_SUPPLIED DATA_:
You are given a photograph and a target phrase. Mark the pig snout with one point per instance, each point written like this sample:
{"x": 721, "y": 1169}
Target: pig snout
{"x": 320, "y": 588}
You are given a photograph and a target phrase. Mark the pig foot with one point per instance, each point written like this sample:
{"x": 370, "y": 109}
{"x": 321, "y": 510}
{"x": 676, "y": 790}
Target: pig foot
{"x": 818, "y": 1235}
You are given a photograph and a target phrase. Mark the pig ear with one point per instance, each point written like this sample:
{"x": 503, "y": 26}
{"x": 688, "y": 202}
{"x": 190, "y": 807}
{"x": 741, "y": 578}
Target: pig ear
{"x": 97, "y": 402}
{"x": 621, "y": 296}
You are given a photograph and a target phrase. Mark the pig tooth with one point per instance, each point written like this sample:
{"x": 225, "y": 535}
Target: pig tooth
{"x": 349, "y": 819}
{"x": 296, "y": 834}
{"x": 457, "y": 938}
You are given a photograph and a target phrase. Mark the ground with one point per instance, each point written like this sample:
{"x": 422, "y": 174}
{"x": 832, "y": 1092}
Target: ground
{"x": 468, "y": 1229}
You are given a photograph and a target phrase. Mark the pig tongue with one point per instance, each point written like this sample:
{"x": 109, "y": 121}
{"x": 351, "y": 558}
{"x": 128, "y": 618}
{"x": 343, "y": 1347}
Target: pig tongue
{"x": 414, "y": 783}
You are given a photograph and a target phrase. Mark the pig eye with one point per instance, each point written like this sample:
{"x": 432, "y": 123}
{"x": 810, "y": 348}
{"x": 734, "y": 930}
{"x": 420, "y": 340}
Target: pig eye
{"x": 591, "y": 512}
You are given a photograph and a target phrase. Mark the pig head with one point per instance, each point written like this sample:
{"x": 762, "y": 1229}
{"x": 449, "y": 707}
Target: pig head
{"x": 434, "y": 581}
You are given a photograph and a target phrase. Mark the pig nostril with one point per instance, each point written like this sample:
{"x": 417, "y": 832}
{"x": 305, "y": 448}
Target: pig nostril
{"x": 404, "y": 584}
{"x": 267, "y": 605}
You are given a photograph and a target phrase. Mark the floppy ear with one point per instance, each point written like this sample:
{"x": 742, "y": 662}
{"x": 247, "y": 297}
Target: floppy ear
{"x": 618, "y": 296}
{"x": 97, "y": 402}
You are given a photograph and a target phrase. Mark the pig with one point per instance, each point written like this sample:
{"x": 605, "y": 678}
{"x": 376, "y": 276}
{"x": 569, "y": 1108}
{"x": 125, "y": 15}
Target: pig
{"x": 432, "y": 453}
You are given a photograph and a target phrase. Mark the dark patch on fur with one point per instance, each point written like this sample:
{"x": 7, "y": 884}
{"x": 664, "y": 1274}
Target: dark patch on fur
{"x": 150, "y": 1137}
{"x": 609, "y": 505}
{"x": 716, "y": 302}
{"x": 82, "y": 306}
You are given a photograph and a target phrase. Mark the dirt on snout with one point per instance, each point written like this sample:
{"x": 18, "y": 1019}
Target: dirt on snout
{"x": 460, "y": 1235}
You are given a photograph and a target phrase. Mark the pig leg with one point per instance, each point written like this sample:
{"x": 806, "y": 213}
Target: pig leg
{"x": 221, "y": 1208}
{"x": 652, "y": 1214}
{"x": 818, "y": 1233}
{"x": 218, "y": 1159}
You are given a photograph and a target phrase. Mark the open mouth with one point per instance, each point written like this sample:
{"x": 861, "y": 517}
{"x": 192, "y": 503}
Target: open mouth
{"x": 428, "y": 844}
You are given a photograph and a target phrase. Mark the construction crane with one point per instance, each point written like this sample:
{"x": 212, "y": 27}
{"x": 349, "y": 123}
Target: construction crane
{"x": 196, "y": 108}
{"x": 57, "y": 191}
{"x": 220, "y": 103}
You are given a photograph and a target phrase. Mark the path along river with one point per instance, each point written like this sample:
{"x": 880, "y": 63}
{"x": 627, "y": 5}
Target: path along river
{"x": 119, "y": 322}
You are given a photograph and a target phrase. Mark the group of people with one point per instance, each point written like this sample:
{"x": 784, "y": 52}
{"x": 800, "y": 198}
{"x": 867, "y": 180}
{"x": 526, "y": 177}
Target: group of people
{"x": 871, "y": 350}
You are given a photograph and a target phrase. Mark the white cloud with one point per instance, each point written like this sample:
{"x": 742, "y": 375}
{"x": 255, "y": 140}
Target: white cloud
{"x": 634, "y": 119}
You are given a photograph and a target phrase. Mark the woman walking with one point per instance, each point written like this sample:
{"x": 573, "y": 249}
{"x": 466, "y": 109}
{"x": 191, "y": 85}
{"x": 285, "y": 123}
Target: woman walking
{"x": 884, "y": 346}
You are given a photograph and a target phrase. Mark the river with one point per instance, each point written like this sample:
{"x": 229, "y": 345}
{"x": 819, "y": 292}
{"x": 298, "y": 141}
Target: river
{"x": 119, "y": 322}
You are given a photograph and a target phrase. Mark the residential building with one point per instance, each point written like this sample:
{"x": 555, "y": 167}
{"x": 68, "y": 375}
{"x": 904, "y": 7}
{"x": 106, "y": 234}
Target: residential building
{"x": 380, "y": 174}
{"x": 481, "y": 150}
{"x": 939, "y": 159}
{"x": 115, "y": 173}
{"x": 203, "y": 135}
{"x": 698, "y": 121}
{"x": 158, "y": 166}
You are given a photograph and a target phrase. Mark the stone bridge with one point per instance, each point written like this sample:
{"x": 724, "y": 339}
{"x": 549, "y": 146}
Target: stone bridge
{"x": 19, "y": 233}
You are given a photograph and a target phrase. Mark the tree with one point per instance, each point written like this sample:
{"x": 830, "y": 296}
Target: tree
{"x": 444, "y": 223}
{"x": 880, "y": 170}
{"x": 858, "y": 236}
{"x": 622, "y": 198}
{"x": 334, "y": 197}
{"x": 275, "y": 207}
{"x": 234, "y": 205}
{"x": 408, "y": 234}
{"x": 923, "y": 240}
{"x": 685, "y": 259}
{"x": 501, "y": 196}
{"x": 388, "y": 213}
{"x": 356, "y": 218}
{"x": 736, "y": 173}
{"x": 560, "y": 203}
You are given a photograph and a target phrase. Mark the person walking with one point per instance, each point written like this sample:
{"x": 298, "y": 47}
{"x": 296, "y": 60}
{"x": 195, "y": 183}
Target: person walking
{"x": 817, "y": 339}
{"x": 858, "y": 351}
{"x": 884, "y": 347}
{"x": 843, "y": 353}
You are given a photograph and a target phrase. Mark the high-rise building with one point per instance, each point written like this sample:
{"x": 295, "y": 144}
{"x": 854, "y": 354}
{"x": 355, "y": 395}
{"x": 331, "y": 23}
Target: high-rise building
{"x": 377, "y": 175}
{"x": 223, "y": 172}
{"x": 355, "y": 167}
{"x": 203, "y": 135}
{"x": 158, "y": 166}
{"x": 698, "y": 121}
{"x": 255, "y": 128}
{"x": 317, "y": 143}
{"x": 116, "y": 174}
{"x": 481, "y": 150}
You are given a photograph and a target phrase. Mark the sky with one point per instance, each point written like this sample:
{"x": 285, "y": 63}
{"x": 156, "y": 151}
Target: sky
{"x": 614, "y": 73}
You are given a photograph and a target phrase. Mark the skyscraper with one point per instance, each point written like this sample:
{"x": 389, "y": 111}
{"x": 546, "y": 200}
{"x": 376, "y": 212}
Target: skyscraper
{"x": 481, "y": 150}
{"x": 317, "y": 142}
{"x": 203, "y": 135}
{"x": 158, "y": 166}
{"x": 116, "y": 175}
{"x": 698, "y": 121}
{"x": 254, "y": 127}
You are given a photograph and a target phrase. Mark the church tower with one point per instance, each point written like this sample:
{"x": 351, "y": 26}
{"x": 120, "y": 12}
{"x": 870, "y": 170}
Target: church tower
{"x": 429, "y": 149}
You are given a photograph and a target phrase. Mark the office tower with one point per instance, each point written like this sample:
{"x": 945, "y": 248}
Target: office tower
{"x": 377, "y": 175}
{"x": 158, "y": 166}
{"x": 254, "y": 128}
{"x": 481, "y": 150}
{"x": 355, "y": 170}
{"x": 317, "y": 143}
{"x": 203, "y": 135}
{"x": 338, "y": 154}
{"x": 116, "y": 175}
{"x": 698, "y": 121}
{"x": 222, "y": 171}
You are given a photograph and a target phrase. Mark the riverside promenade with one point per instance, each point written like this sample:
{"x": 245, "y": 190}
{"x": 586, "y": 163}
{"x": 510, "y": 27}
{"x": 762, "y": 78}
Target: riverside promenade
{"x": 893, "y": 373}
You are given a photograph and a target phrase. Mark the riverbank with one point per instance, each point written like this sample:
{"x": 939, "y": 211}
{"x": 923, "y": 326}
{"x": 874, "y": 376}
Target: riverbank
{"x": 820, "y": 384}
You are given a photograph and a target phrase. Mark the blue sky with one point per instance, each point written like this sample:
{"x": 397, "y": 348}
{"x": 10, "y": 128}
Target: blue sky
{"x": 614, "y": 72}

_PROBLEM DETAILS_: Taking the line with "Target: office tower" as the start and the last line of the data above as the end, write out those two lines and every line between them exactly, and only those.

_EXERCISE RESULT_:
Target: office tower
{"x": 377, "y": 175}
{"x": 158, "y": 166}
{"x": 254, "y": 128}
{"x": 481, "y": 150}
{"x": 355, "y": 170}
{"x": 317, "y": 143}
{"x": 203, "y": 135}
{"x": 338, "y": 154}
{"x": 116, "y": 175}
{"x": 698, "y": 121}
{"x": 222, "y": 171}
You are given a photograph and a target phrase. Mark the riverside promenade with one point per instance, each point written like this sample:
{"x": 245, "y": 190}
{"x": 586, "y": 163}
{"x": 510, "y": 27}
{"x": 762, "y": 78}
Target: riverside promenade
{"x": 893, "y": 373}
You are given a photograph and a target phrase. Mark the riverbank with one point per instance, each point written like this sample:
{"x": 939, "y": 211}
{"x": 923, "y": 326}
{"x": 874, "y": 376}
Target: riverbank
{"x": 820, "y": 384}
You are given a photograph and a target phrase. Mark the blue sky with one point per instance, each point written like this sample:
{"x": 397, "y": 348}
{"x": 10, "y": 128}
Target: blue sky
{"x": 614, "y": 72}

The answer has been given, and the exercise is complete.